- REQUIRED WORK -
Count up the lines below in which the string "mask" appears. The reply should be that number alone.

Stored data entries
━━━━━━━━━━━━━━━━━━━━
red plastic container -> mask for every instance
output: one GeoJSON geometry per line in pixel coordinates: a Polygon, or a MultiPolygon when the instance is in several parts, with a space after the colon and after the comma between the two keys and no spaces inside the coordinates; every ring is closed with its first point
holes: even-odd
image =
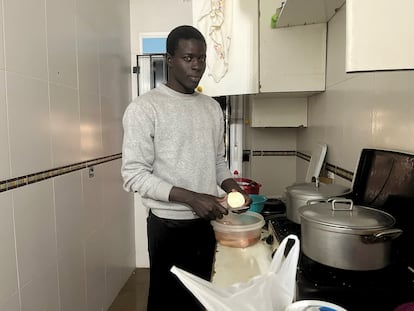
{"type": "Polygon", "coordinates": [[[248,178],[235,178],[235,180],[247,194],[259,194],[261,184],[248,178]]]}
{"type": "Polygon", "coordinates": [[[414,302],[407,302],[402,305],[399,305],[394,311],[413,311],[414,310],[414,302]]]}

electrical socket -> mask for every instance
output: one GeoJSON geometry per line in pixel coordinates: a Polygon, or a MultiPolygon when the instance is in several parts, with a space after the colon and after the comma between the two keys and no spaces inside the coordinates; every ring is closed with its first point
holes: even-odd
{"type": "Polygon", "coordinates": [[[335,179],[335,174],[333,172],[328,171],[328,178],[334,180],[335,179]]]}

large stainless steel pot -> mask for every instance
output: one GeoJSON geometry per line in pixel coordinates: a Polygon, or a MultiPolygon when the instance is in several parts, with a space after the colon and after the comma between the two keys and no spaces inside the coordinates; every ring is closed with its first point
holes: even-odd
{"type": "Polygon", "coordinates": [[[389,265],[391,241],[401,229],[392,215],[337,198],[303,206],[302,251],[327,266],[346,270],[377,270],[389,265]]]}
{"type": "Polygon", "coordinates": [[[348,187],[319,182],[293,184],[286,188],[286,217],[300,224],[299,208],[309,200],[329,199],[348,193],[348,187]]]}

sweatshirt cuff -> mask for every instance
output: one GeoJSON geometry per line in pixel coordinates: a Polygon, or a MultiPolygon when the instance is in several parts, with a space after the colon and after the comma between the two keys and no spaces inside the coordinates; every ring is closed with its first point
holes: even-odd
{"type": "Polygon", "coordinates": [[[155,193],[155,199],[159,201],[169,202],[172,187],[173,185],[167,182],[160,182],[155,193]]]}

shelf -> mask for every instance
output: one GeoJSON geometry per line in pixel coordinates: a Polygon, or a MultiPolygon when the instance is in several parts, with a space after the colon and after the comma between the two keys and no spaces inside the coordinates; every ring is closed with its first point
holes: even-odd
{"type": "Polygon", "coordinates": [[[276,27],[326,23],[344,3],[345,0],[286,0],[276,27]]]}

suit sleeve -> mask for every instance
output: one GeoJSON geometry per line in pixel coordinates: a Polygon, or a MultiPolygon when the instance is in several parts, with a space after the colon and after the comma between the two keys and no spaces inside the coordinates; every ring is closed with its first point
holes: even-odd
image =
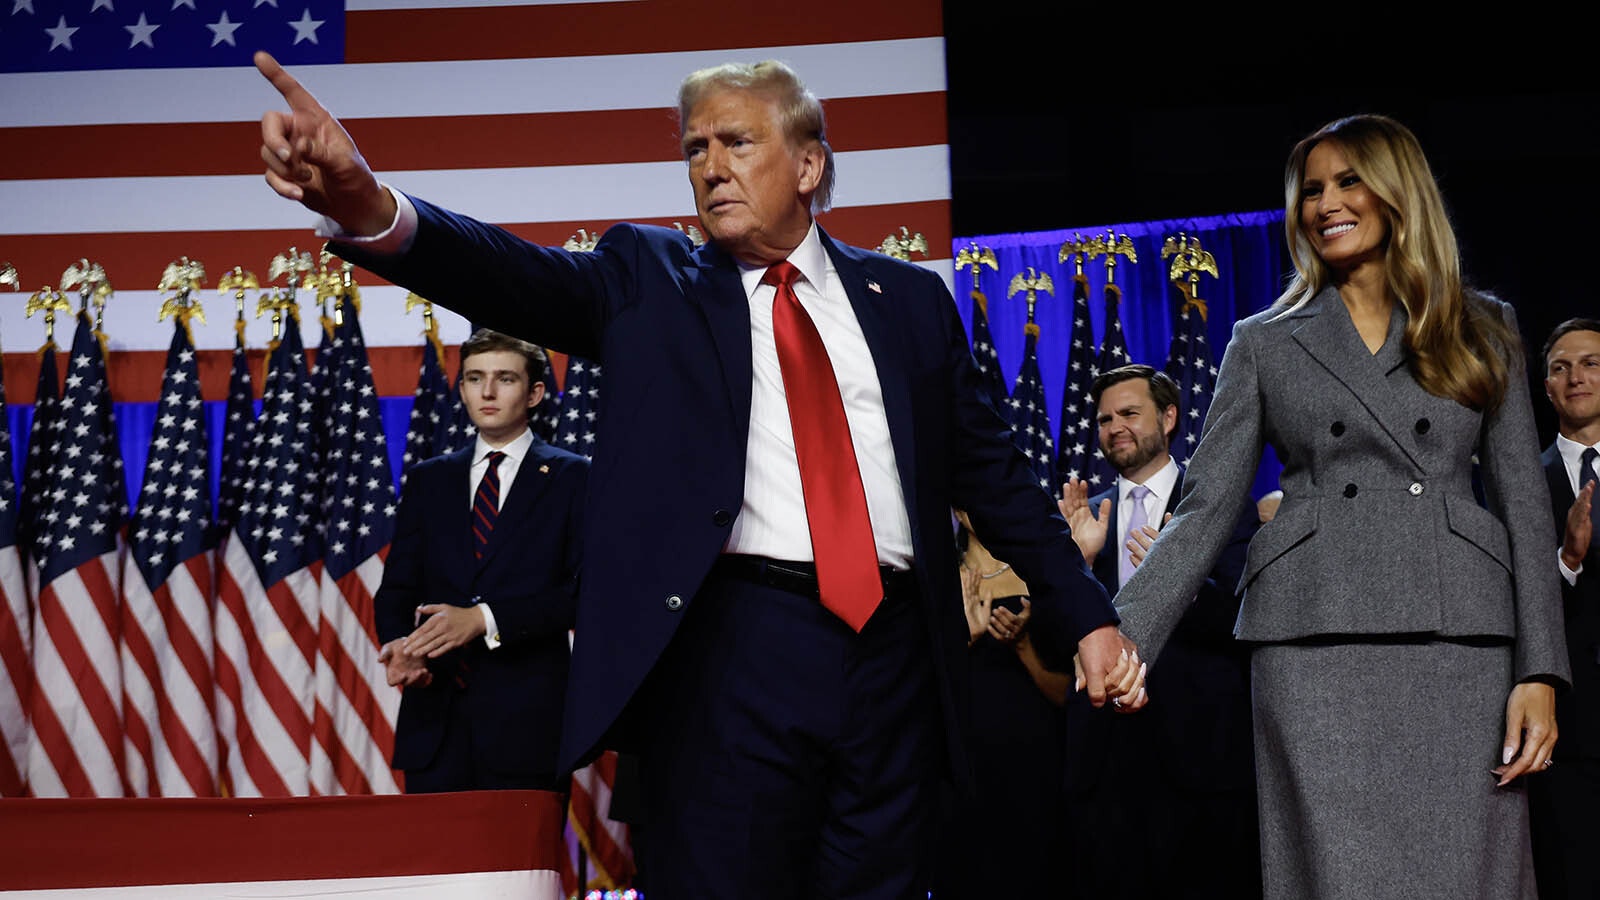
{"type": "MultiPolygon", "coordinates": [[[[936,276],[931,276],[935,278],[936,276]]],[[[1033,606],[1028,628],[1047,666],[1070,671],[1078,641],[1117,622],[1098,579],[1084,565],[1049,491],[1041,487],[1010,429],[989,401],[972,361],[955,302],[938,282],[948,309],[944,365],[955,404],[950,435],[950,496],[972,520],[995,558],[1027,582],[1033,606]]]]}
{"type": "Polygon", "coordinates": [[[1144,562],[1117,592],[1122,630],[1139,655],[1160,657],[1206,575],[1234,540],[1239,510],[1261,462],[1266,427],[1250,320],[1233,326],[1200,444],[1184,473],[1183,500],[1144,562]]]}
{"type": "Polygon", "coordinates": [[[530,573],[519,593],[485,596],[483,602],[494,610],[500,640],[508,646],[566,634],[578,618],[578,565],[583,545],[583,496],[588,483],[589,464],[569,461],[549,494],[541,498],[554,507],[547,527],[561,529],[559,571],[530,573]]]}
{"type": "MultiPolygon", "coordinates": [[[[1515,334],[1516,314],[1498,303],[1506,325],[1515,334]]],[[[1538,434],[1529,398],[1528,376],[1520,339],[1506,353],[1506,394],[1500,406],[1484,417],[1478,448],[1485,497],[1490,511],[1505,523],[1511,544],[1512,582],[1516,590],[1516,677],[1572,680],[1561,613],[1561,575],[1551,565],[1550,548],[1558,546],[1550,519],[1550,485],[1539,463],[1538,434]]]]}
{"type": "Polygon", "coordinates": [[[1177,633],[1191,642],[1231,645],[1233,628],[1239,618],[1242,600],[1239,581],[1244,576],[1245,560],[1250,550],[1250,539],[1260,530],[1261,520],[1254,503],[1246,503],[1234,521],[1228,542],[1217,558],[1211,574],[1201,582],[1195,594],[1194,605],[1179,620],[1177,633]]]}
{"type": "Polygon", "coordinates": [[[400,491],[395,512],[394,538],[383,564],[383,580],[372,598],[378,643],[403,638],[416,628],[416,609],[423,597],[423,555],[427,545],[427,510],[423,497],[427,474],[413,469],[400,491]]]}

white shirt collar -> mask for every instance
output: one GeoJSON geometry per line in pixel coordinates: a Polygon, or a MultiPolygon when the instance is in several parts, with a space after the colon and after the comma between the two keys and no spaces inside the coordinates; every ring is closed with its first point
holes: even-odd
{"type": "MultiPolygon", "coordinates": [[[[1150,493],[1154,494],[1157,500],[1161,501],[1162,507],[1172,502],[1172,492],[1178,486],[1178,474],[1178,461],[1168,456],[1167,464],[1157,469],[1154,475],[1144,481],[1144,486],[1150,489],[1150,493]]],[[[1118,475],[1117,502],[1121,503],[1128,499],[1128,492],[1133,490],[1134,486],[1135,482],[1118,475]]]]}
{"type": "Polygon", "coordinates": [[[520,466],[523,458],[528,455],[528,450],[532,447],[533,429],[531,428],[522,429],[522,433],[512,438],[511,443],[506,444],[504,447],[489,446],[489,442],[484,440],[483,435],[480,434],[472,448],[472,464],[475,466],[482,464],[490,453],[499,450],[506,456],[511,457],[511,461],[520,466]]]}
{"type": "MultiPolygon", "coordinates": [[[[822,248],[822,238],[817,234],[815,220],[812,221],[811,227],[806,229],[805,240],[802,240],[800,246],[789,254],[789,262],[800,270],[800,274],[813,287],[818,291],[822,290],[823,275],[828,270],[828,251],[822,248]]],[[[744,284],[746,297],[754,294],[756,288],[761,286],[761,276],[767,273],[768,268],[768,266],[739,263],[739,280],[744,284]]]]}

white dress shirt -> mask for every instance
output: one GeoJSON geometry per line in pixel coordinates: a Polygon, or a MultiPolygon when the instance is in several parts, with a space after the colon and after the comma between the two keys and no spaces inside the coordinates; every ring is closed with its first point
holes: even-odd
{"type": "MultiPolygon", "coordinates": [[[[878,545],[878,562],[897,569],[910,568],[911,520],[906,515],[905,493],[895,468],[878,369],[815,223],[789,255],[789,262],[801,275],[794,283],[795,296],[816,324],[839,383],[850,442],[867,496],[872,537],[878,545]]],[[[750,392],[750,435],[744,451],[744,505],[723,549],[773,559],[815,559],[805,496],[800,490],[800,465],[783,390],[783,371],[773,340],[772,301],[777,288],[761,283],[765,266],[740,263],[739,271],[750,299],[754,382],[750,392]]]]}
{"type": "MultiPolygon", "coordinates": [[[[478,435],[478,439],[472,445],[472,467],[467,470],[467,509],[472,509],[473,501],[478,496],[478,484],[489,471],[490,453],[498,450],[506,455],[505,459],[500,460],[500,466],[495,469],[495,474],[500,476],[500,502],[504,502],[506,495],[511,493],[511,483],[517,480],[522,460],[527,457],[528,449],[532,446],[533,432],[526,428],[503,447],[492,446],[483,439],[483,435],[478,435]]],[[[495,624],[494,611],[489,608],[488,603],[478,603],[475,606],[483,611],[483,642],[493,650],[500,646],[500,628],[495,624]]]]}
{"type": "MultiPolygon", "coordinates": [[[[1561,455],[1561,463],[1567,468],[1567,484],[1572,486],[1572,496],[1574,497],[1578,496],[1578,469],[1583,466],[1583,451],[1588,449],[1588,444],[1580,444],[1564,434],[1556,435],[1556,452],[1561,455]]],[[[1600,446],[1597,446],[1596,449],[1600,450],[1600,446]]],[[[1595,474],[1600,476],[1600,471],[1595,474]]],[[[1600,491],[1600,487],[1597,487],[1596,490],[1600,491]]],[[[1594,499],[1600,501],[1600,497],[1594,499]]],[[[1561,537],[1563,540],[1566,539],[1564,533],[1561,537]]],[[[1578,563],[1576,569],[1567,568],[1567,564],[1561,559],[1560,544],[1556,545],[1556,566],[1561,570],[1561,577],[1565,578],[1567,584],[1570,585],[1576,585],[1578,576],[1583,573],[1583,563],[1578,563]]]]}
━━━━━━━━━━━━━━━━━━━━
- REPLY TO THE TASK -
8